# [What you need to do]
1/ In the forum thread on reciprocal linking and PageRank, what PR does each of the two pages, A and B, have in the example?
2/ Pick up the forum thread on reciprocal linking and PageRank after its final post, and continue the discussion.
------ Given passage
Forum Moderators: open
Also, the stuff they put in their anchor text is probably going to be different than the stuff you put in your anchor text, and what your site is about is probably a bit different, or completely different than what their site is about. So the link relevence is going to be different as well.
But all things being equal, I still think two identical sites linking to each other in an identical manner would still benefit each other. And to take it a step further, even if they did cancel each other out then you should take into consideration whether or not it will benefit your visitors, which is what you should be considering in the first place.
A reciprocal link means traffic. Sometimes we all forget that good old traffic stuff. Before there were any search engines we just linked to show our visitors other useful stuff, and so we sent this way traffic.
I'm assuming two pages, A and B, linking to each other and not to any other page. Both have a PR of 4.
As far as the PR algo goes (I won't cite it :), page A linking to B definitely leaks PR. Because that link is reciprocated, B also leaks PR to A, so in the end they remain at the same level.
If both have different PR, the PR flows a little bit from the higher PR to the lower, very simple. If each page also links to other pages, it gets more complex, because they leak more or less to other pages as well. Reciprocal linking is no special thing, it is covered in the simple basic PR formula without exception.
So in the example the PR will stay the same in this simplistic example. But the main benefit is traffic AND the message in the anchor text, signalling google that the page at the other site is relevant for "widget".
Of course, there are other benefits apart from PR.
Statements like "Sites absolutely cannot lose PR by linking out." are wrong.
Statements like "Sites absolutely cannot lose PR by linking out." are wrong.
This may be correct if you define loosing PR as not distributing it as effectively as possible to other internal pages. But I think the statement "A page absolutely cannot lose PR by linking out." is certainly correct.
Please correct me if I am wrong.
Every page that has a certain PR before linking to another site, then links to another site, will lose some PR (all other things remaining equal).
So the sentence:
"A page absolutely cannot lose PR by linking out."
is wrong.
It will always lose some. But of course, if the linked page links to another page, which links to another page, which links eventually back a.s.o., this leak can be very minimal.
I don't want to bring in the PR algo, I promised it :)
A page absolutely cannot lose PR by linking out
This statement isn't correct too. In any normal case(*) not only the PR of the other pages of the site but also the PR of the linking page is decreased.
(*) normal case: the page has also some internal links (i.e. it isn't a dead end when all external links are removed)
Just so I get this straight:
If I have two "dead end" pages with the identical inbound links from identical external pages, they will have the same PR. Then if on one of my two "dead end" pages I link to 20 external sites, that page will now have a lower PR then my other page?
------------
------ Recorded data
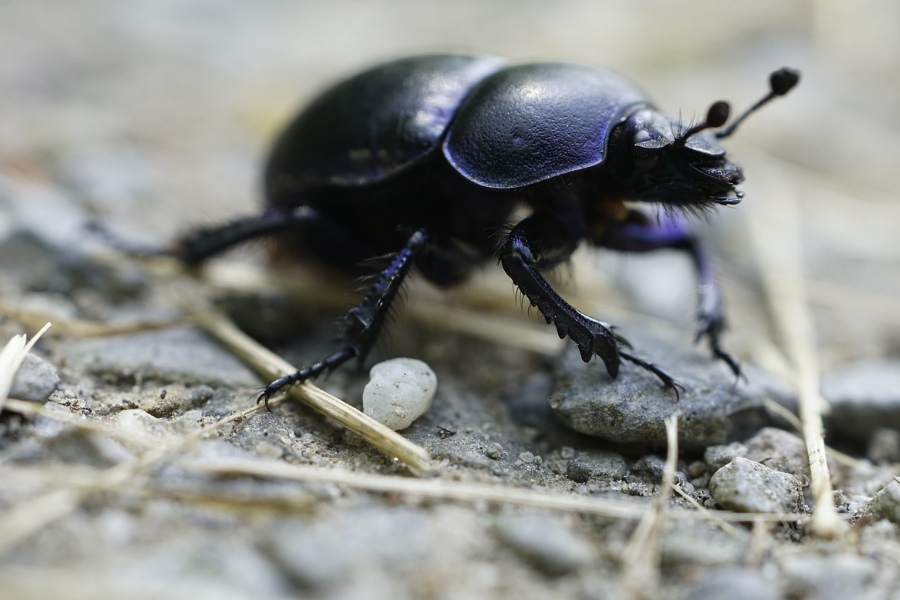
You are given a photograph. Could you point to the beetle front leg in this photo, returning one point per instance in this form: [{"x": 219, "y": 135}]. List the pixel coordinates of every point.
[
  {"x": 539, "y": 242},
  {"x": 639, "y": 234},
  {"x": 362, "y": 324}
]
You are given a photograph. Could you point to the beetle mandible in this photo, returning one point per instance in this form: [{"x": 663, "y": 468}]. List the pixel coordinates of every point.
[{"x": 425, "y": 159}]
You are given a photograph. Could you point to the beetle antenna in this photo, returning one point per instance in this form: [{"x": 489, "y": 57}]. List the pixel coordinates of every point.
[
  {"x": 716, "y": 116},
  {"x": 780, "y": 83}
]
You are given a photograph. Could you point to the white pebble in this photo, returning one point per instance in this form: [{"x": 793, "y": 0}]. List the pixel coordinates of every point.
[{"x": 399, "y": 392}]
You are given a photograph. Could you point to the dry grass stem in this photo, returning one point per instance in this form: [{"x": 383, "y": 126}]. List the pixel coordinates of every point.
[
  {"x": 441, "y": 489},
  {"x": 271, "y": 366},
  {"x": 642, "y": 555},
  {"x": 775, "y": 234},
  {"x": 11, "y": 357}
]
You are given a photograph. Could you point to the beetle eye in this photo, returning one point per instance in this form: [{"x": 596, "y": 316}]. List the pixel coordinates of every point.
[
  {"x": 645, "y": 163},
  {"x": 641, "y": 136}
]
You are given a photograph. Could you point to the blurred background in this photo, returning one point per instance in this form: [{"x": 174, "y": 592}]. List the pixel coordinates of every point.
[{"x": 157, "y": 115}]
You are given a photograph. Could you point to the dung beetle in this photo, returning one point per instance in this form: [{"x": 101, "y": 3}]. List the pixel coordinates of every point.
[{"x": 424, "y": 160}]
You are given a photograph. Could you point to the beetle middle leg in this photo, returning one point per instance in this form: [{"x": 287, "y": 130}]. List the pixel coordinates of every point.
[
  {"x": 539, "y": 242},
  {"x": 639, "y": 233},
  {"x": 361, "y": 324}
]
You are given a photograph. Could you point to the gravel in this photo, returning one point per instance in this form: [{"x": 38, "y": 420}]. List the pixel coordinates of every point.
[
  {"x": 35, "y": 380},
  {"x": 153, "y": 118},
  {"x": 747, "y": 486},
  {"x": 713, "y": 409}
]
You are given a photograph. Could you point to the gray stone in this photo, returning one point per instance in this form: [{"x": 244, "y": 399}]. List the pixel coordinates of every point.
[
  {"x": 864, "y": 397},
  {"x": 746, "y": 486},
  {"x": 833, "y": 577},
  {"x": 687, "y": 546},
  {"x": 719, "y": 456},
  {"x": 596, "y": 465},
  {"x": 779, "y": 450},
  {"x": 713, "y": 409},
  {"x": 35, "y": 380},
  {"x": 182, "y": 354},
  {"x": 733, "y": 583},
  {"x": 884, "y": 447},
  {"x": 886, "y": 503},
  {"x": 547, "y": 544}
]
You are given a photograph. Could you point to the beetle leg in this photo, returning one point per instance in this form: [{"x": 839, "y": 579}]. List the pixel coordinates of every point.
[
  {"x": 539, "y": 242},
  {"x": 640, "y": 234},
  {"x": 362, "y": 324}
]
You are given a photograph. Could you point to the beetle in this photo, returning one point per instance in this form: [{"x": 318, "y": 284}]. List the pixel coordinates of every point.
[{"x": 424, "y": 159}]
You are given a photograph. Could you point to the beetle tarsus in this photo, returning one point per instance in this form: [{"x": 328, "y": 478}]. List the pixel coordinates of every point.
[
  {"x": 362, "y": 323},
  {"x": 667, "y": 379}
]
------------
# [Answers per task]
1/ Each page has a PR of 4.

2/
I thought Google considered a link as a vote. I don't recall ever voting and having to give up something for the priveledge (insert your comment here about wars to protect freedom / forefathers / etc.). Doesn't this discourage voting?
Note that the PageRanks form a probability distribution over web pages, so the sum of all web pages' PageRanks will be one.
So now if you give a link to another site, someone somewhere loses a tiny bit (or probably more) of his Pagerank. Now it depends on your web graph to finally determine if you lose some PR or not. These are just my views.
Having said that and as pointed by innumerous others in this thread give more importance to Anchor Text than PR. If google increases it's web index then you would generally see a drop of PR across Board.
[edited by: mil2k at 6:49 pm (utc) on Aug. 27, 2003]
I'm always referring to 'normal' (realistic) situations (as mentioned in msg#15), i.e. link pages that have also internal links. Of course, in the case you mentioned, PR is not decreased. However, this is only be true because you compare with a situation where PR is wasted (due to the dead link scenario).
doc_z, what do you mean by "pages with internal links"?
Now I throw it in, the algo :)
PR(A) = (1-d) + d (PR(T1)/C(T1) + ... + PR(Tn)/C(Tn))
(search for page rank explained on google)
A is the site for which to calculate the PR, T1...Tn are sites linking to A. C is the number of links on the given page T1..Tn.
The algo is very simple, we can for the moment omit the unnecessary stuff:
PR(A) = PR(T1)/C(T1) + ... + PR(Tn)/C(Tn)
That's it! So the PR of every page in the system is calculated from the PR of the linking pages, very simple. The sum of all PR is always the same. If the number of pages grows and you don't get more inbound links (you just stay the same with your page), you lose PR, because your relative share gets smaller.
From the formula above and the fact that the sum is always the same, you can deduct that every time you link to another page, this page's PR gets higher, right? (look at the formula). And if any page in the system grows in PR, other pages' PR will decrease, because the sum stays the same. Does that make sense?
So if you link out, you will always enable other sites to increase PR, and the logical consequence is you loose some.
I'm not saying that you should not link! In fact, you know that you win far more than the little PR you lose. You get traffic, and eventually even the lost PR comes back.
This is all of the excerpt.